» Entries provided
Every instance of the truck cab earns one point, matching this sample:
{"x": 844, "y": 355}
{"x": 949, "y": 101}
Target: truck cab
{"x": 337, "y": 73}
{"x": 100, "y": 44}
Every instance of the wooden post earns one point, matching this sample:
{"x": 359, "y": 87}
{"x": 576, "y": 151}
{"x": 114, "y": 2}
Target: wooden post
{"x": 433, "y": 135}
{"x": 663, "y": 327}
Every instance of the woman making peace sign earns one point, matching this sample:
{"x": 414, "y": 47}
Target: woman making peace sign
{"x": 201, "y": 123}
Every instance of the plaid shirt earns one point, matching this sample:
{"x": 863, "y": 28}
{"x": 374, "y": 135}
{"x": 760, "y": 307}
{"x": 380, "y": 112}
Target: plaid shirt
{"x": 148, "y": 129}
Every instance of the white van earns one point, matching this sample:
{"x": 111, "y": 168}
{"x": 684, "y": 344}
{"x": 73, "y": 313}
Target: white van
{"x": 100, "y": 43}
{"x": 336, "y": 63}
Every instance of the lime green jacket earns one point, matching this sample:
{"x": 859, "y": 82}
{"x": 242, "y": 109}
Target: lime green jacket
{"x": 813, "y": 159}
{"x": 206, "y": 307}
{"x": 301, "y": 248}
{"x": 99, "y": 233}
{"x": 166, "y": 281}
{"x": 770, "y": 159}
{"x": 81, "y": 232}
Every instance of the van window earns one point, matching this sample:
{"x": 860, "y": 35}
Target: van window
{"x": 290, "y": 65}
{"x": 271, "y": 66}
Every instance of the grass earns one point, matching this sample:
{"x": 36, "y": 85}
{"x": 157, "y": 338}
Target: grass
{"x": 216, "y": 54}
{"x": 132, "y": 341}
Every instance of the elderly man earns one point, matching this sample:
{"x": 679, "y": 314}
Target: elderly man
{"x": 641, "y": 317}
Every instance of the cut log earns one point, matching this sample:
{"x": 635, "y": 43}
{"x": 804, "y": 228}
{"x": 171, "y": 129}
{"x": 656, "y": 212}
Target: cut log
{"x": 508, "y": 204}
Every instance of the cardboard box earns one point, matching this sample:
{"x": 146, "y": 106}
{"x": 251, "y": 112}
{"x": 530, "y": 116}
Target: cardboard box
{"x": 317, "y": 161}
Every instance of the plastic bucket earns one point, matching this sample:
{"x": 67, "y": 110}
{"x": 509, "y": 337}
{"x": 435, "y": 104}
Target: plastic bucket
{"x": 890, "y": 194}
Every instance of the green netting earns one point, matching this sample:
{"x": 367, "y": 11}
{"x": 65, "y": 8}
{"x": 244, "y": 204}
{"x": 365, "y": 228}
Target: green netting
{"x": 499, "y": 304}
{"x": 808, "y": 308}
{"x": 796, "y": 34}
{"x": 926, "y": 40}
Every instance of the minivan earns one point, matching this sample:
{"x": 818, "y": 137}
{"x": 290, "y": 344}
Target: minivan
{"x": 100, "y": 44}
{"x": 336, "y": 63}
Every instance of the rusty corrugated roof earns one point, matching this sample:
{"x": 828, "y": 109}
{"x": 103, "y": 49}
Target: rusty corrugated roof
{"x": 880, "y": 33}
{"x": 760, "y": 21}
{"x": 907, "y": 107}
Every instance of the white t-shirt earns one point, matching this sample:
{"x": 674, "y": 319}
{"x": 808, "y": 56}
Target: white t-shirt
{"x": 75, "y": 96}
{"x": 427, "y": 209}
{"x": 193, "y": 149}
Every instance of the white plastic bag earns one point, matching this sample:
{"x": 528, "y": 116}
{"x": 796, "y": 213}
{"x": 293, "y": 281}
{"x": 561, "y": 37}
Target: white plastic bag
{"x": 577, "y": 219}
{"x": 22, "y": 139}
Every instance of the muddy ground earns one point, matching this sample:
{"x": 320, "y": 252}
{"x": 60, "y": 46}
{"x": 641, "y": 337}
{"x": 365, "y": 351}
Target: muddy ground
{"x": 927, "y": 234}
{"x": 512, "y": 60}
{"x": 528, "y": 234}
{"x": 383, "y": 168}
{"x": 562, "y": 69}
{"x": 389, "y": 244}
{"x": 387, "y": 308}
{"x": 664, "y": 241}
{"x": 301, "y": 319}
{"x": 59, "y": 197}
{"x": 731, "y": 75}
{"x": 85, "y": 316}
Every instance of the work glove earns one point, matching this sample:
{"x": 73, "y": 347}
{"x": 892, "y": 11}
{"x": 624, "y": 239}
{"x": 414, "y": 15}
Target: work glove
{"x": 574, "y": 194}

» What the task requires
Retype every record above exactly as it appears.

» Task response
Every instance of the truck cab earns one point, matching this sample:
{"x": 844, "y": 355}
{"x": 949, "y": 101}
Target: truck cab
{"x": 337, "y": 73}
{"x": 100, "y": 44}
Every instance of the wooden post earns one point, matching this sample:
{"x": 359, "y": 87}
{"x": 576, "y": 151}
{"x": 114, "y": 2}
Target: wooden post
{"x": 433, "y": 135}
{"x": 663, "y": 327}
Every instance of the woman making peace sign earns one point, matching this sample:
{"x": 414, "y": 47}
Target: woman making peace sign
{"x": 201, "y": 123}
Every instance of the plaid shirt earns one point, matching this sample:
{"x": 863, "y": 28}
{"x": 374, "y": 135}
{"x": 760, "y": 307}
{"x": 380, "y": 112}
Target: plaid shirt
{"x": 148, "y": 129}
Every instance of the white van earns one point, matching this sample:
{"x": 111, "y": 168}
{"x": 684, "y": 344}
{"x": 73, "y": 313}
Target: white van
{"x": 100, "y": 43}
{"x": 336, "y": 63}
Every instance of the lime green jacket earns one point, matching this sample:
{"x": 859, "y": 82}
{"x": 242, "y": 109}
Target: lime green jacket
{"x": 813, "y": 159}
{"x": 206, "y": 307}
{"x": 301, "y": 248}
{"x": 99, "y": 233}
{"x": 166, "y": 281}
{"x": 770, "y": 159}
{"x": 81, "y": 232}
Every instance of the van window earns one point, matching this sample:
{"x": 860, "y": 35}
Target: van window
{"x": 290, "y": 65}
{"x": 271, "y": 66}
Every instance of the grass earns one point, matching this sample:
{"x": 36, "y": 85}
{"x": 157, "y": 338}
Target: grass
{"x": 216, "y": 54}
{"x": 132, "y": 341}
Every instance of the elderly man earns one point, matching this sample:
{"x": 679, "y": 314}
Target: elderly man
{"x": 641, "y": 317}
Every instance of the cut log earns one point, matching this sample:
{"x": 635, "y": 43}
{"x": 804, "y": 228}
{"x": 171, "y": 129}
{"x": 656, "y": 212}
Target: cut log
{"x": 508, "y": 204}
Every instance of the cardboard box earns one point, matching this sample:
{"x": 146, "y": 106}
{"x": 251, "y": 112}
{"x": 530, "y": 116}
Target: cardboard box
{"x": 317, "y": 161}
Every instance of the plastic bucket earns one point, matching this sample:
{"x": 67, "y": 110}
{"x": 509, "y": 337}
{"x": 435, "y": 104}
Target: plastic bucket
{"x": 890, "y": 194}
Every instance of the green netting earns one point, matching this sample:
{"x": 367, "y": 11}
{"x": 65, "y": 8}
{"x": 244, "y": 204}
{"x": 365, "y": 228}
Target: green netting
{"x": 499, "y": 304}
{"x": 808, "y": 308}
{"x": 796, "y": 34}
{"x": 926, "y": 40}
Every instance of the minivan earns one point, matching this sample:
{"x": 818, "y": 137}
{"x": 290, "y": 344}
Target: minivan
{"x": 100, "y": 44}
{"x": 336, "y": 63}
Every instance of the rusty corrugated roof earns one point, matching this sample:
{"x": 828, "y": 109}
{"x": 103, "y": 49}
Target: rusty corrugated roof
{"x": 880, "y": 33}
{"x": 760, "y": 21}
{"x": 907, "y": 107}
Every instance of the white t-shirt earns one point, matching this sample:
{"x": 674, "y": 319}
{"x": 808, "y": 56}
Target: white t-shirt
{"x": 75, "y": 96}
{"x": 427, "y": 209}
{"x": 193, "y": 149}
Every instance of the white plastic bag earns one point, matching this sample:
{"x": 528, "y": 116}
{"x": 796, "y": 213}
{"x": 293, "y": 281}
{"x": 561, "y": 37}
Target: white plastic bag
{"x": 577, "y": 219}
{"x": 22, "y": 139}
Every instance of the muddy ground earns one point, matching this sample:
{"x": 320, "y": 252}
{"x": 60, "y": 46}
{"x": 641, "y": 337}
{"x": 365, "y": 351}
Target: muddy ground
{"x": 927, "y": 234}
{"x": 512, "y": 60}
{"x": 528, "y": 234}
{"x": 383, "y": 168}
{"x": 562, "y": 69}
{"x": 389, "y": 244}
{"x": 387, "y": 308}
{"x": 664, "y": 241}
{"x": 301, "y": 319}
{"x": 59, "y": 197}
{"x": 731, "y": 75}
{"x": 85, "y": 316}
Every instance of the work glove earns one point, matching this sample:
{"x": 73, "y": 347}
{"x": 892, "y": 11}
{"x": 624, "y": 239}
{"x": 414, "y": 15}
Target: work glove
{"x": 574, "y": 194}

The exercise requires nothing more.